Work required: Copy the data below, starting with the line that contains "Wanted = one point per instance on the bright" and going on through the line that contains "x=463, y=124", and include every line in that range. Scale the coordinates in the answers by 0.7, rounding to whole numbers with halves rounded up, and leave all other lines and numbers as they are.

Material for the task:
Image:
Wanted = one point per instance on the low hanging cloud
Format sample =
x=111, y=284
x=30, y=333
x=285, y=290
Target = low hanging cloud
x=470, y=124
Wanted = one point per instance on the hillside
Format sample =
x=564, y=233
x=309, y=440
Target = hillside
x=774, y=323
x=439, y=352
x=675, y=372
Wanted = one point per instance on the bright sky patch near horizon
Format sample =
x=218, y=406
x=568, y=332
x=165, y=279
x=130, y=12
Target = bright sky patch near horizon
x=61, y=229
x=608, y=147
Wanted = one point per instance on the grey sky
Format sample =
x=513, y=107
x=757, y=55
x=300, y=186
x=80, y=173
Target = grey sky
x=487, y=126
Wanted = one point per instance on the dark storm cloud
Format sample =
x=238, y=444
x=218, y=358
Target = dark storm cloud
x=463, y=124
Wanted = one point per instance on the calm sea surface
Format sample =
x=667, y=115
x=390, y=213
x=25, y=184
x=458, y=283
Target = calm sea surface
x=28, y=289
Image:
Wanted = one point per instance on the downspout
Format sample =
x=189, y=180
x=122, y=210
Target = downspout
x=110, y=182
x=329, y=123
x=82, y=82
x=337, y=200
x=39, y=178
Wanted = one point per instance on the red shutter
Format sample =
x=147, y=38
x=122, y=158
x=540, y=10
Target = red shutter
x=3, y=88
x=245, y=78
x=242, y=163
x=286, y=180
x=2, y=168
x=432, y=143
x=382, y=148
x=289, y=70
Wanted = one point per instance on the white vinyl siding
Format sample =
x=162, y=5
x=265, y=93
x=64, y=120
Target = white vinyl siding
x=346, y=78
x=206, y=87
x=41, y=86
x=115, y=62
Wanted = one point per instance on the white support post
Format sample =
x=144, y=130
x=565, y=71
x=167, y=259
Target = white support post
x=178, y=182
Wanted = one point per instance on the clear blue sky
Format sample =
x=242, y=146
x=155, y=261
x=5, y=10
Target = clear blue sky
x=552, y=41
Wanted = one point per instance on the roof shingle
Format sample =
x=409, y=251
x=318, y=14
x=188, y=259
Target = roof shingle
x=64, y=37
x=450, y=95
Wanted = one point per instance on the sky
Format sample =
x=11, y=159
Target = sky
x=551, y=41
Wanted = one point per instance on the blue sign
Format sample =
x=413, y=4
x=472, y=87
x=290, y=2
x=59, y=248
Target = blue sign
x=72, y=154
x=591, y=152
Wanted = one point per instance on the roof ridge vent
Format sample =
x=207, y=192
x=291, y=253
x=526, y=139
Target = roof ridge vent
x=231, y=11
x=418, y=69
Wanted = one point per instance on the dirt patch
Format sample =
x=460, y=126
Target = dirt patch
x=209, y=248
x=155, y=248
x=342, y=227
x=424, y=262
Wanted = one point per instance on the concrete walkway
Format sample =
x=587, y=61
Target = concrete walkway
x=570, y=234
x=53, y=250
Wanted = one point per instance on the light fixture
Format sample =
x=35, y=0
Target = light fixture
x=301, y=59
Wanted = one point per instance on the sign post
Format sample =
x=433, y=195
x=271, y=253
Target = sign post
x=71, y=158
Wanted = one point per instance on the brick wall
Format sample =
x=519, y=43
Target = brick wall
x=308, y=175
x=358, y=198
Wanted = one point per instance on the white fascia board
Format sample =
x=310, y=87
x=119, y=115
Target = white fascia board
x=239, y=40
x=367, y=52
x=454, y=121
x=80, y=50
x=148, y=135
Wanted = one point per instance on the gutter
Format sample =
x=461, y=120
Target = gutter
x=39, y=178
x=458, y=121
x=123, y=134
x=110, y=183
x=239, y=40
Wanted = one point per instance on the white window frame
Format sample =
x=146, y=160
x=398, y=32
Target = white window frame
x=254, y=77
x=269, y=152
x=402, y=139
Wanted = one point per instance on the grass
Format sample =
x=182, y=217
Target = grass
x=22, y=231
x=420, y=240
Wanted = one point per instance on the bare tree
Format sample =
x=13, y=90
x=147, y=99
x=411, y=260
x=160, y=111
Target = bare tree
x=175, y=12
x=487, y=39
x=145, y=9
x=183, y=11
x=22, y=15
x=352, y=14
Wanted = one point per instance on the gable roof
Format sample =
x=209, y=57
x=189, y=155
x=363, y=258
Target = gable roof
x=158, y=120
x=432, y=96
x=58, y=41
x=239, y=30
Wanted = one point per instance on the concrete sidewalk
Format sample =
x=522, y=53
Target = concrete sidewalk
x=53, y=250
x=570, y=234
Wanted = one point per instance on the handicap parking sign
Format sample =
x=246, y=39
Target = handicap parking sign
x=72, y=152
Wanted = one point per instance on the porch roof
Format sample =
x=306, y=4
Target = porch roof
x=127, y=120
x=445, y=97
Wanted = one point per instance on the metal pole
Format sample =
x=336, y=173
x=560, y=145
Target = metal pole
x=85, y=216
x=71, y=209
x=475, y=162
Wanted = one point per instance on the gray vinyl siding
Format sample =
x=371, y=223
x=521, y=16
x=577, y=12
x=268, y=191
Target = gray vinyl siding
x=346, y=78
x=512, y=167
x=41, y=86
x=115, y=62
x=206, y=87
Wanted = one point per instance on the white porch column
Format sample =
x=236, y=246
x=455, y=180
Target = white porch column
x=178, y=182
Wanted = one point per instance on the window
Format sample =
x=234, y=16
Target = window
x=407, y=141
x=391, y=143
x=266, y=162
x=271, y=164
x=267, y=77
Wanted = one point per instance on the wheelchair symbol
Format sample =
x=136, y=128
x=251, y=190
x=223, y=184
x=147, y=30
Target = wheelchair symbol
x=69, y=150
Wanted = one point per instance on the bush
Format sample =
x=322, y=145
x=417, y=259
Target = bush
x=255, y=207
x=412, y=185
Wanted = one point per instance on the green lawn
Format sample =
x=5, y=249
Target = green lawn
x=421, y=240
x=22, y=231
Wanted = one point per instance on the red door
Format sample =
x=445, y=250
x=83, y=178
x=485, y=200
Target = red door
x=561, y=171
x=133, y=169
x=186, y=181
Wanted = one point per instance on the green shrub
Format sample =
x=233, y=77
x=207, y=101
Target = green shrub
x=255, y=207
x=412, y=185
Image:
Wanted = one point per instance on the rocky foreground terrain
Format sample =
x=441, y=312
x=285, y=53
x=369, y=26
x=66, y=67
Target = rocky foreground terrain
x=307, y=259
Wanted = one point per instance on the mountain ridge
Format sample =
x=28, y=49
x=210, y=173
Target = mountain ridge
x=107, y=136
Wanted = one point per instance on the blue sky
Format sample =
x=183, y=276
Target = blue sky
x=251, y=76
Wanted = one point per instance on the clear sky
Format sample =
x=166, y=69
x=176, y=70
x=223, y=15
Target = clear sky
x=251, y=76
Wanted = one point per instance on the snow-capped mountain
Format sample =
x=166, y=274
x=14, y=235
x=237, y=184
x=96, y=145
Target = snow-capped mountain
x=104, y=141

The output:
Wanted = one point per instance on the bright sky patch near horizon
Format sample =
x=218, y=406
x=568, y=332
x=165, y=279
x=130, y=12
Target = bright sky patch near horizon
x=43, y=160
x=426, y=103
Wanted = one point per instance on the grey sky
Format sample =
x=513, y=107
x=757, y=55
x=300, y=186
x=80, y=173
Target = grey sky
x=341, y=88
Wanted = one point per instance on the dark storm cloud
Format sample =
x=238, y=444
x=218, y=358
Target = dark storm cloud
x=324, y=87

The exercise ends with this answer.